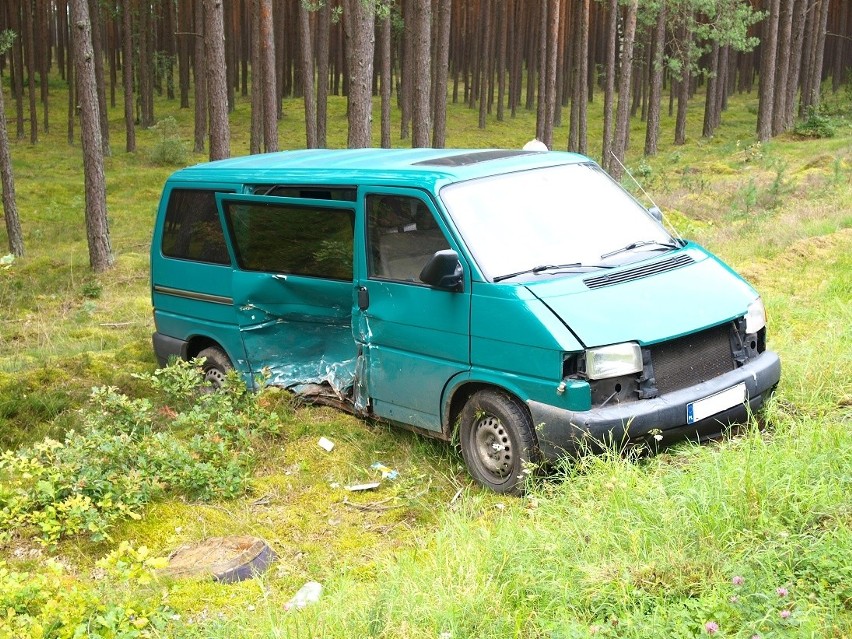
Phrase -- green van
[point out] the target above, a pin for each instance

--

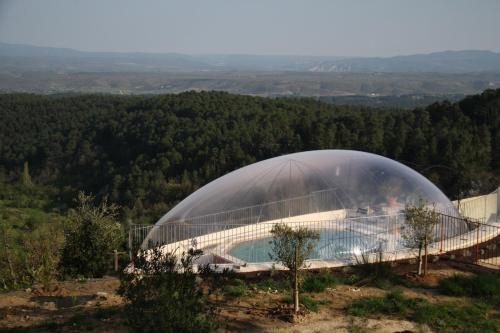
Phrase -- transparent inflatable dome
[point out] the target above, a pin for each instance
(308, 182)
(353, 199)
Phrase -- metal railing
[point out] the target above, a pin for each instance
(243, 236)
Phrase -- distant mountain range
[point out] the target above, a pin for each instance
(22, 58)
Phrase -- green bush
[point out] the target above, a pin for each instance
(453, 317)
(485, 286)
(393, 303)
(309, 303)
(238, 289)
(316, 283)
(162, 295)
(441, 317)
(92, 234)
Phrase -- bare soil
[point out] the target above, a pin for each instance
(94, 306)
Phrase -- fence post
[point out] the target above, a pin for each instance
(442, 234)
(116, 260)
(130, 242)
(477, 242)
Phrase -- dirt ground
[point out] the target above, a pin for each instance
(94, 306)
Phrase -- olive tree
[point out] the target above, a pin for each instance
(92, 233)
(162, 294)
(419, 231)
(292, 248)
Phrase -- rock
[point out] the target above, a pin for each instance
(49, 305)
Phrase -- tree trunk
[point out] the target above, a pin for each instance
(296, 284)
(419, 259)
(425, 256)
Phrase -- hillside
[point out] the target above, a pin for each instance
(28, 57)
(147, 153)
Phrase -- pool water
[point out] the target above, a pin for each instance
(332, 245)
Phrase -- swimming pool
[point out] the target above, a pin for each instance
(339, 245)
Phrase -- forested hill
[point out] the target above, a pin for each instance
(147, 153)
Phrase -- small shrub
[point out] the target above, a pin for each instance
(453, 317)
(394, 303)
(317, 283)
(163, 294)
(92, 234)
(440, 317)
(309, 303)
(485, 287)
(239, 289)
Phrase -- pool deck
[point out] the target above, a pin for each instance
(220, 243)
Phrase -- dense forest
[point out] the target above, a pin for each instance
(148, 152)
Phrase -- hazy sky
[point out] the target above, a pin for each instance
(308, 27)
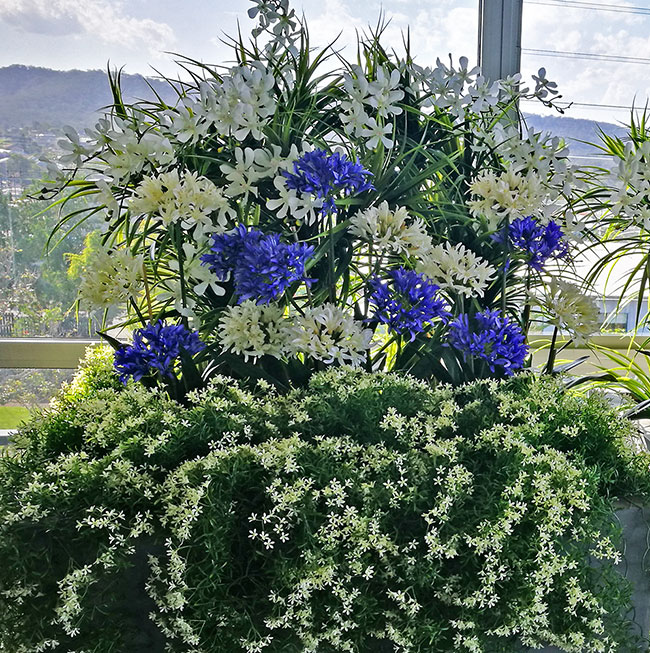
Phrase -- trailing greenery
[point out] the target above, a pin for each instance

...

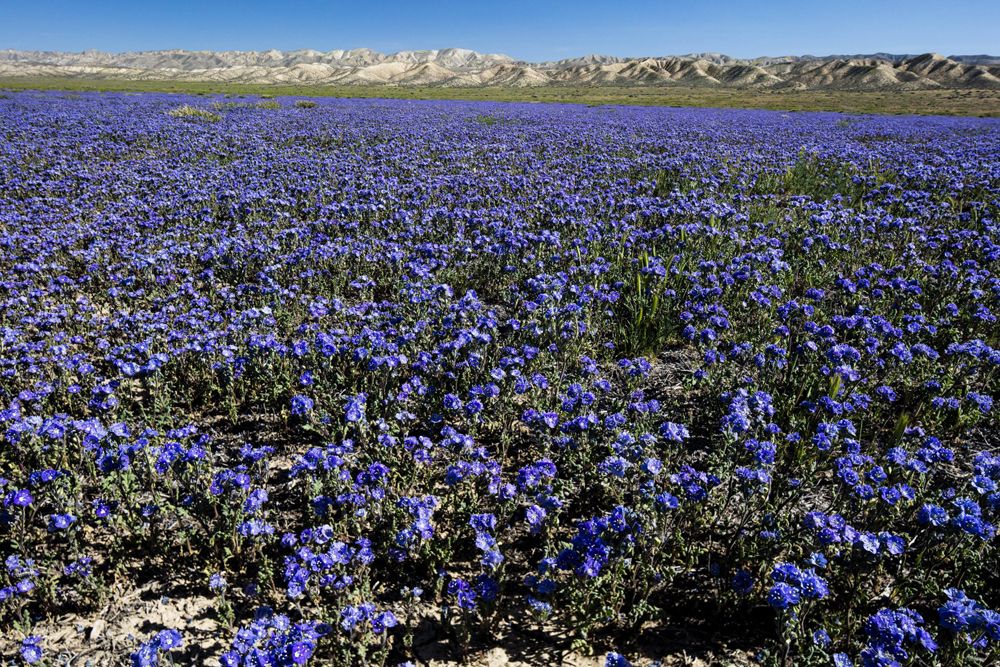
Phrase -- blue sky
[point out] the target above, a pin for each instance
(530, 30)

__Action item__
Filter the records above and return every line that holds the word "pool".

__Result of the task__
Phrase -- pool water
Phrase -- swimming pool
Phrase -- pool deck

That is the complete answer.